- **Data lines**
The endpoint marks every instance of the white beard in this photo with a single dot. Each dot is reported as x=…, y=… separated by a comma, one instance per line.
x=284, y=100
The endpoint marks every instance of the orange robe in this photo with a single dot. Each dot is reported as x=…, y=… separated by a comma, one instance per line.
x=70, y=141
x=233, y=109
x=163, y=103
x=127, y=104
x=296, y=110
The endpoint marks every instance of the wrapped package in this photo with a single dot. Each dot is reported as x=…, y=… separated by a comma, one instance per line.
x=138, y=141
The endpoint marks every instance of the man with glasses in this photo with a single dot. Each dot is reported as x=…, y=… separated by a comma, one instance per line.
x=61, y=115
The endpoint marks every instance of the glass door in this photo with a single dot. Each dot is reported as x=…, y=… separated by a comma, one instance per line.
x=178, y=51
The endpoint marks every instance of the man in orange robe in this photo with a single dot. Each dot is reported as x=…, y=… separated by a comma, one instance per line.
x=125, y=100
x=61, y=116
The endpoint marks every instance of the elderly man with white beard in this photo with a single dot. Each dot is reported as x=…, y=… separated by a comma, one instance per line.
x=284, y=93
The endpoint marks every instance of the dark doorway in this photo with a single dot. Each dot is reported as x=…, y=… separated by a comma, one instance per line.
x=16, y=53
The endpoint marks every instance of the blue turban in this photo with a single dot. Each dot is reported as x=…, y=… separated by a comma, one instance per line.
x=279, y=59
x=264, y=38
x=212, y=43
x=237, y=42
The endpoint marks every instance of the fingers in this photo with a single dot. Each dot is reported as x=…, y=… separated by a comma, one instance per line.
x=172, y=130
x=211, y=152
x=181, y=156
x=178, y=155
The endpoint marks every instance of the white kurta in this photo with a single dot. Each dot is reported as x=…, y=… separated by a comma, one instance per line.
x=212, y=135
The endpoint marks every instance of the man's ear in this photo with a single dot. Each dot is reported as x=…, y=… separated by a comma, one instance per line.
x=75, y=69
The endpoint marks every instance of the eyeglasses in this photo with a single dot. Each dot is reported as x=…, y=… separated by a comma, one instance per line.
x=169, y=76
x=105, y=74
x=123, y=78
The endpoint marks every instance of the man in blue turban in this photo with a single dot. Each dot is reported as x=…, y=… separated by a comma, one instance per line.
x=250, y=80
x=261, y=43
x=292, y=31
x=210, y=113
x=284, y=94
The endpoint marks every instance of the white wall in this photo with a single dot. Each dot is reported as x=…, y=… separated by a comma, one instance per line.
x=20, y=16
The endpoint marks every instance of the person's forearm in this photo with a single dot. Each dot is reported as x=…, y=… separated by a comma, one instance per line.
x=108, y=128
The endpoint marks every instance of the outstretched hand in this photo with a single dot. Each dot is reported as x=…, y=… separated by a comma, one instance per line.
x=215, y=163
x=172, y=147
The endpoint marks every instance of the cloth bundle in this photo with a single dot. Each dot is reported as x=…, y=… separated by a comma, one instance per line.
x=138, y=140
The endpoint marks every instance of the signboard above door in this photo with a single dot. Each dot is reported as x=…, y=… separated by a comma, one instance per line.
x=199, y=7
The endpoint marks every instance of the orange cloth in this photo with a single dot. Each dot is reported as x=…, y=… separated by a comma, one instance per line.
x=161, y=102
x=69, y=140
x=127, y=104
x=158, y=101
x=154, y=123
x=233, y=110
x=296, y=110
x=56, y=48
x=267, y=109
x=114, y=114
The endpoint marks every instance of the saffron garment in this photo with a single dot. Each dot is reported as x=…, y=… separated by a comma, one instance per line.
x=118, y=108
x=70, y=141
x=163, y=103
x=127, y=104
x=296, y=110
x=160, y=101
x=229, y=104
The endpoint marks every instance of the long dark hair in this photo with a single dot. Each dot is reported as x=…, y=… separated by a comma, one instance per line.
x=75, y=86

- **Exercise objective**
Give the rows above again with "single dot" swapped for "single marker" wherever it appears, leaving everything else unchanged.

- **Answer to the task**
The endpoint marks every instance of the white beard in this photo with a single marker. Each dot is reported as x=…, y=… separated by a comma, one instance per line.
x=284, y=100
The endpoint marks every instance of the orange robe in this photo with a single marker. Each dot is reported as x=…, y=… separated by a comma, one instance per line.
x=70, y=141
x=233, y=109
x=163, y=103
x=127, y=104
x=296, y=110
The endpoint marks every instance of the wrapped package in this photo with a single marker. Each dot is reported as x=…, y=… separated by a comma, one instance per line.
x=138, y=141
The endpoint marks every instance of the man with glasses in this photo with a single marker. Each dot is reported as x=…, y=… separated by a comma, one instance per line.
x=61, y=115
The endpoint marks every instance of the glass door in this photo with a single marker. Each dot is reported as x=…, y=… separated by a comma, one instance per line.
x=178, y=51
The endpoint marks every instance of the man in orange robe in this photo with a single marker. Each dot is reported as x=…, y=… separated by a comma, one instance per line.
x=125, y=100
x=61, y=116
The endpoint marks every instance of the elderly man with white beard in this photo with a single marker. Each dot is reported as x=…, y=… separated by a comma, one instance per line.
x=284, y=93
The endpoint marks every instance of the dark doorway in this photo with a single marker. Each dot is reported as x=…, y=… separated by a comma, one instance per line.
x=16, y=53
The endpoint marks every instance of the blue turban in this photo with a single marker. Each dot is reported as x=…, y=… separated by a comma, one instance per line.
x=279, y=59
x=264, y=38
x=212, y=43
x=237, y=42
The endpoint marks every instance of the fingers in this photo with a single marker. Each dot is reported as x=…, y=… separated by a comma, one instance per line.
x=172, y=130
x=211, y=152
x=181, y=156
x=178, y=155
The endpoint marks every instance of the white kurta in this photo with a single marker. Each dot is reported as x=…, y=… separated by a comma, one instance per line.
x=212, y=135
The endpoint marks every instance of the man's ear in this photo with a single marker. Each dot is reported as x=…, y=… separated by a comma, one instance per line.
x=75, y=69
The endpoint marks every instance of the eyeglasses in this photo with a single marker. Each dot is reported as x=…, y=… separated by a comma, one instance per line.
x=169, y=76
x=105, y=74
x=123, y=78
The endpoint marks every instance of the man in blue turban in this photo with a single marker. Each dot is reported as x=…, y=… separated by a comma, one instance per line.
x=250, y=80
x=261, y=43
x=292, y=31
x=210, y=113
x=284, y=94
The endpoint marks every instance of the white wall in this photo with a single marker. Each dot is reported as x=…, y=… separated by a comma, one instance per line.
x=20, y=16
The endpoint marks every instance of the person's forearm in this photo with a single marker. Each dot is reported as x=…, y=… separated by a comma, one instance per line.
x=108, y=128
The endpoint marks every instance of the outstretched hand in this photo with a single marker. Each dot is reported as x=…, y=… separated by a comma, one instance per line.
x=215, y=163
x=172, y=147
The endpoint marks every instance of the cloth bundle in this photo with a single marker. Each dot is reported as x=…, y=… separated by a comma, one instance per line.
x=138, y=140
The endpoint marks every instance of the signboard above door in this photo with a single marker. Each dot is reported as x=…, y=… separated by a comma, one instance per line.
x=199, y=7
The endpoint marks every instance of the orange cloth in this photo with a single marker. Each dot is reported as x=…, y=… separated by a comma, one instance per line.
x=161, y=102
x=69, y=140
x=127, y=104
x=158, y=101
x=154, y=123
x=233, y=110
x=296, y=110
x=56, y=48
x=267, y=109
x=114, y=114
The endpoint marks every instance of the saffron garment in this photo with a single marker. Each dot is reported as x=…, y=… separated by a comma, one instance per line.
x=118, y=108
x=70, y=141
x=163, y=103
x=127, y=104
x=296, y=110
x=160, y=101
x=229, y=104
The endpoint marks every instance of the long dark hair in this photo with a single marker. Each dot is reported as x=…, y=… separated by a comma, one instance per line.
x=75, y=86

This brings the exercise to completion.